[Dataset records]
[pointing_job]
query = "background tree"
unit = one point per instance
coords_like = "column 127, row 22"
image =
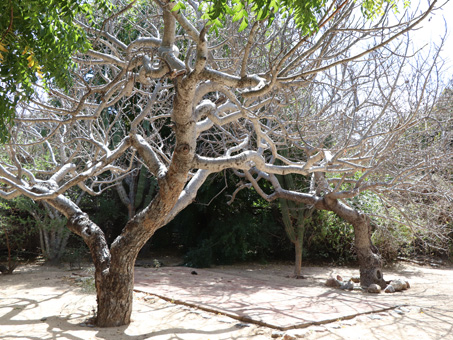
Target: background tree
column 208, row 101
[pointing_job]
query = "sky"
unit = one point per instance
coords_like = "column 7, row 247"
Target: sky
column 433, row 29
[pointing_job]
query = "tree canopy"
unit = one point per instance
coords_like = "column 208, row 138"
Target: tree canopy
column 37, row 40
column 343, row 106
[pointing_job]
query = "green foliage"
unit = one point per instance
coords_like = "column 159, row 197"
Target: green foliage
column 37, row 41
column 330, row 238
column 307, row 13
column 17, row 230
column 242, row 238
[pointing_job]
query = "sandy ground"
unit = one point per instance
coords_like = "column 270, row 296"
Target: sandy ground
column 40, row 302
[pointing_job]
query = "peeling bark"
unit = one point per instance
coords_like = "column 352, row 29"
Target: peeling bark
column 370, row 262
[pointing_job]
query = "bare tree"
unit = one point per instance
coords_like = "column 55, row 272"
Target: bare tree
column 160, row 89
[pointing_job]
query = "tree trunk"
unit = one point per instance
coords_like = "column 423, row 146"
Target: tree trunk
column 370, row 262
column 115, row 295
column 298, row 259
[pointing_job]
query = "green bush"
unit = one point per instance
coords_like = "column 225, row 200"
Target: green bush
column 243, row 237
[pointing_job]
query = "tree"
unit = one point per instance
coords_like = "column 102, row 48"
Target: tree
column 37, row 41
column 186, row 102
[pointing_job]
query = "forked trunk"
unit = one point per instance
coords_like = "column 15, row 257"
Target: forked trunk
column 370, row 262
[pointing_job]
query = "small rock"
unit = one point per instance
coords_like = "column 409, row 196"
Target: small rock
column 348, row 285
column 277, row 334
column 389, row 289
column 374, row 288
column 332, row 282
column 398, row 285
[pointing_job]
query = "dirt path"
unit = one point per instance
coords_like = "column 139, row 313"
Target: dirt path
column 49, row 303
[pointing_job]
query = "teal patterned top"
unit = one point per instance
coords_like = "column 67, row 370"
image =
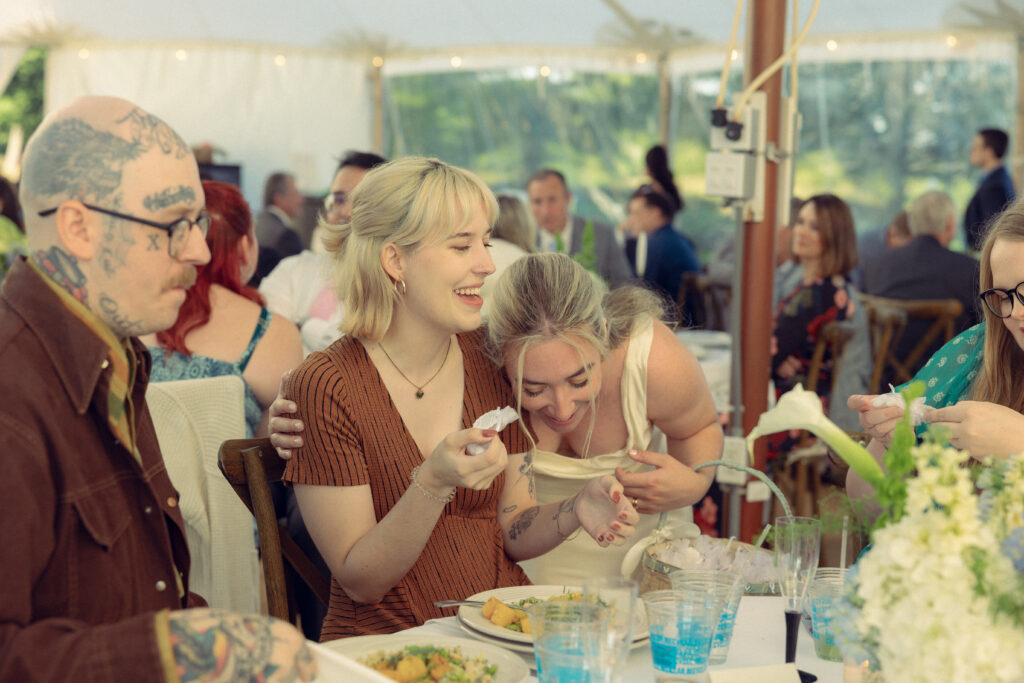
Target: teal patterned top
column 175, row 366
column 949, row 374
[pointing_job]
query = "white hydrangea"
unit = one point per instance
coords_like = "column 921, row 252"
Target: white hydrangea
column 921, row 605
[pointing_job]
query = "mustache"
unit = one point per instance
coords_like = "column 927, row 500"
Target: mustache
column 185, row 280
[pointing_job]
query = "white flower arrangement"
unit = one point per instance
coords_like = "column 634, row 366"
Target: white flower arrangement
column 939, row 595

→ Aim of the task: The required output is each record above, reproduced exactly, without its pictures.

→ Task result:
[pointing_job]
query = "background tree"
unit = one point per instance
coords_like = "column 127, row 22"
image =
Target: background tree
column 208, row 101
[pointing_job]
query = "sky"
unit = one point per instance
coords_like = "column 7, row 247"
Target: sky
column 433, row 29
[pointing_job]
query = "tree canopy"
unit = one point per instance
coords_like = "column 208, row 138"
Target: tree canopy
column 37, row 40
column 343, row 106
[pointing_job]
query = "green foliage"
unit = one point per instance
coords_like = "column 159, row 197"
Target: green foliage
column 37, row 41
column 330, row 238
column 307, row 13
column 17, row 230
column 242, row 238
[pointing_job]
query = "sandy ground"
unit = one point per instance
coords_like = "column 270, row 296"
Target: sandy ground
column 40, row 302
[pointing_job]
query = "peeling bark"
unit = one point per instance
coords_like = "column 352, row 29"
Target: peeling bark
column 370, row 262
[pointing_job]
query = "bare tree"
unit = one point per instance
coords_like = "column 55, row 272"
Target: bare tree
column 160, row 89
[pointing_job]
query = "tree trunk"
unit = one point per instance
coords_like = "column 423, row 146"
Target: tree trunk
column 370, row 262
column 115, row 295
column 298, row 259
[pointing_job]
query = "green bush"
unit = one point per instance
coords_like = "column 225, row 200"
Target: green bush
column 243, row 237
[pointing_job]
query = "tree"
unit = one point per instance
coords_like = "column 102, row 48"
Target: tree
column 37, row 41
column 186, row 102
[pointing_job]
query = "forked trunk"
unit = one point per instance
coords_like = "column 15, row 257"
Target: forked trunk
column 370, row 262
[pointing_job]
query = "small rock"
unit = one point per instance
coords_like = "column 409, row 196"
Target: small rock
column 348, row 285
column 277, row 334
column 389, row 289
column 374, row 288
column 332, row 282
column 398, row 285
[pointing_job]
query = "dirt path"
unit = one point per instance
coords_like = "column 139, row 313"
Target: dirt path
column 49, row 303
[pointing_job]
query = "teal patterned top"
unit = one point per instance
coords_like = "column 67, row 370"
image =
Target: teal patterned top
column 175, row 366
column 949, row 374
[pointing_job]
query = "white hydrangea"
unit = one point per instance
coords_like = "column 921, row 252"
Target: white hydrangea
column 921, row 605
[pointing_job]
query = "mustache"
unit = one point per instance
coords_like = "column 927, row 500"
Target: mustache
column 185, row 280
[pointing_job]
query = "white flower arrangement"
unit = one point per instance
coords_like = "column 634, row 366"
Target: white flower arrangement
column 939, row 595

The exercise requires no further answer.